TEXT:
^^^^^^^^
A group of French Catholics in Nanterre faced death threats from a group of Muslims as they engaged in a torchlight procession to celebrate the feast of the Immaculate Conception last week.

Around 30 or so Roman Catholics took part in the procession on December 8th in honour of the Virgin Mary and were verbally attacked by a group of around a dozen people who threatened to kill the parishioners and the clergy.

Jean-Marc Sertillange, a deacon of the parish which held the procession, said that the parishioners undergo the profession on the feast of the Immaculate Conception every year and told the newspaper, Le Figaro, that the Catholic group were called “kuffars”, the Arabic word for infidels.

“But shortly after 7 pm, and while we had advanced only a few hundred yards, a band of strangers on the way attacked us verbally at the time of the first prayer station,” Sertillanger said. He claimed one of the men said, “Wallah on the Qu’ran I’m going to slit your throat” towards the priest leading the procession.

Police, who had been present at the start of the procession, approached the Catholics again and the attackers are said to have fled after seeing the officers. The organisers then led the procession back to the parish church, choosing not to make new prayer stations after the incident.
^^^^^^^^
INFORMATION SUPPLIED:

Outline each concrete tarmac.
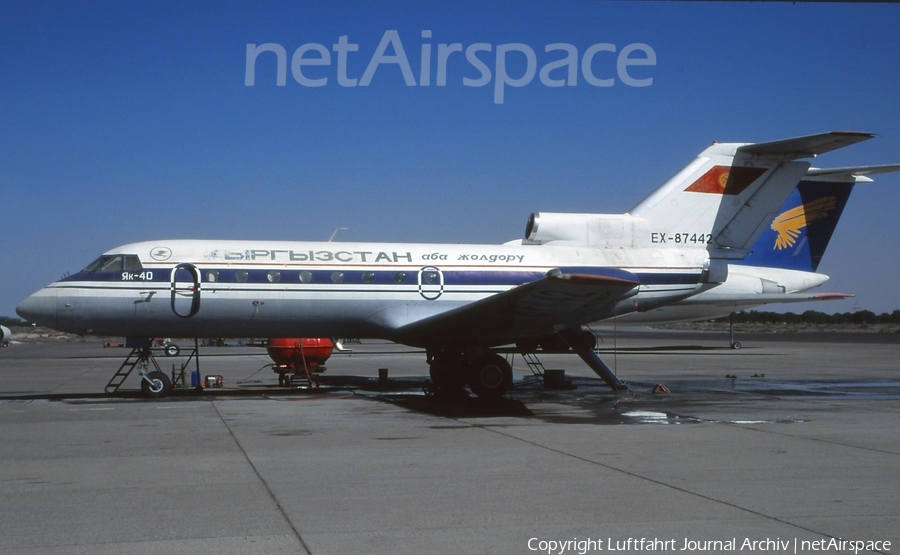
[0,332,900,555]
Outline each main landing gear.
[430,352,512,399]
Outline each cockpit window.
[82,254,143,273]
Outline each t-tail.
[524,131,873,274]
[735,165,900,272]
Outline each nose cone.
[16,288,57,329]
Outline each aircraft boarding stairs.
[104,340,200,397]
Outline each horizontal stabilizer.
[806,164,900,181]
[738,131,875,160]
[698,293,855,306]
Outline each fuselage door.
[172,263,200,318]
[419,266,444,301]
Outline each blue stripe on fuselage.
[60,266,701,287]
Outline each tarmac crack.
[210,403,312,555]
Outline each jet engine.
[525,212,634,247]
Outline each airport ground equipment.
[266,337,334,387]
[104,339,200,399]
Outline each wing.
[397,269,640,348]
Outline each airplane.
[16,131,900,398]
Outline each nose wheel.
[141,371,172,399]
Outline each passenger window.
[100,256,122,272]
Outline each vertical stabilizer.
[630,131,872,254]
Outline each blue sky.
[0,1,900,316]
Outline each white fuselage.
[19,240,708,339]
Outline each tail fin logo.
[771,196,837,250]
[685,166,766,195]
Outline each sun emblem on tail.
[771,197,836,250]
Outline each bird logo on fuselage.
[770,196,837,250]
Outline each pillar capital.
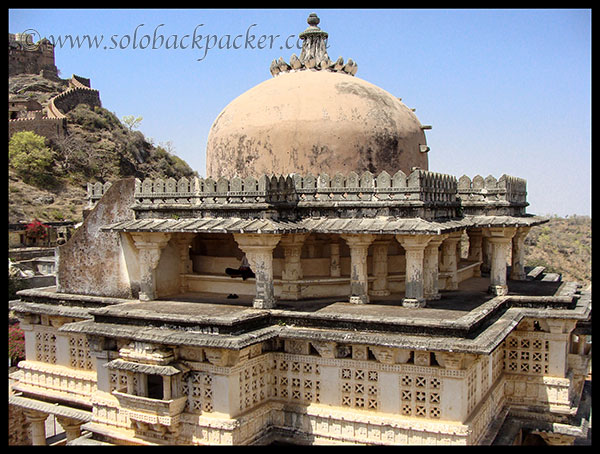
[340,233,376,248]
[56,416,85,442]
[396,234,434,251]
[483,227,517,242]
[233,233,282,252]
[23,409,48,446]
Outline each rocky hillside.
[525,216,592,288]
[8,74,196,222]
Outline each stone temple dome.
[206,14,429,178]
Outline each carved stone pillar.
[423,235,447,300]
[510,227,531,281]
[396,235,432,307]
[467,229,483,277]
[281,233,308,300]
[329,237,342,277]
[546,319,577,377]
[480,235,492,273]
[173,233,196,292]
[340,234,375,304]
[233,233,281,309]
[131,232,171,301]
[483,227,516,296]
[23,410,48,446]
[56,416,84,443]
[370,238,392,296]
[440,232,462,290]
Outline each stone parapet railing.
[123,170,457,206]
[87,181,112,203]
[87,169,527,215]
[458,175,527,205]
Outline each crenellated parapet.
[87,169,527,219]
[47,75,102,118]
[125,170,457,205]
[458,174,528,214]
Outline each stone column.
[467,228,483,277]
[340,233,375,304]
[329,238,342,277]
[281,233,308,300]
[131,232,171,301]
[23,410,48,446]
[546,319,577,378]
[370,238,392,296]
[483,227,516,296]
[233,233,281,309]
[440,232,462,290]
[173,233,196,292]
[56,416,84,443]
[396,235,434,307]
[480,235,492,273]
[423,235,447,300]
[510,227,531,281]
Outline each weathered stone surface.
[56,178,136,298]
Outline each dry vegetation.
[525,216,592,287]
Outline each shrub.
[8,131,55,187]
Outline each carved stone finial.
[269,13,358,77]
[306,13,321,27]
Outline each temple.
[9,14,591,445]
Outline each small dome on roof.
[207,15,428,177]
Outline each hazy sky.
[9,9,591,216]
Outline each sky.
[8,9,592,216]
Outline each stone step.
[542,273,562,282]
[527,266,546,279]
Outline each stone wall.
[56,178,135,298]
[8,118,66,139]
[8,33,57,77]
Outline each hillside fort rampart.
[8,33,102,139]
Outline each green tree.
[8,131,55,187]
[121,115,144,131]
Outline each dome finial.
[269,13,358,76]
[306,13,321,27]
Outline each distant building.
^^^^^^^^
TASK 1:
Reproduce word for word the part of the procession report that opens with the words containing "Police, who had" and closes with "after the incident.".
TASK 2:
Answer these questions from the procession report:
(a) On what date was the procession held?
(b) Which newspaper did the deacon speak to?
(c) Where did the organizers lead the procession after the incident?
The rows have no connection to the text about the Nanterre procession.

COMPLETE ANSWER 1:
Police, who had been present at the start of the procession, approached the Catholics again and the attackers are said to have fled after seeing the officers. The organisers then led the procession back to the parish church, choosing not to make new prayer stations after the incident.

COMPLETE ANSWER 2:
(a) December 8th
(b) Le Figaro
(c) Back to the parish church